### Exercise
Print verbatim the lines of the entries from the one containing "column 775, row 273" to the last, inclusive, and no others.

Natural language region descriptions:

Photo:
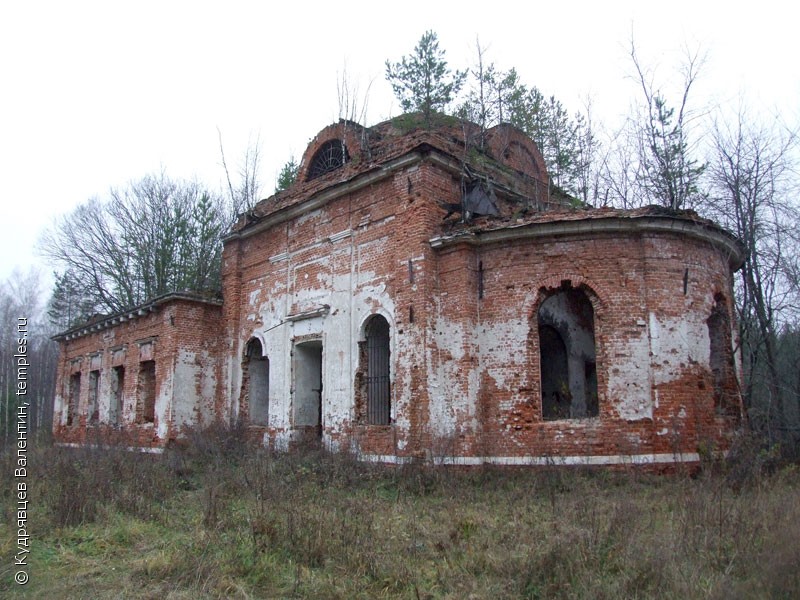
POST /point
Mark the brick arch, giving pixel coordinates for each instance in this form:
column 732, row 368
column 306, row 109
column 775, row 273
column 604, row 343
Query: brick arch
column 345, row 131
column 597, row 297
column 511, row 146
column 595, row 292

### Finished exercise
column 775, row 273
column 604, row 343
Query: brick arch
column 345, row 131
column 597, row 297
column 511, row 146
column 595, row 292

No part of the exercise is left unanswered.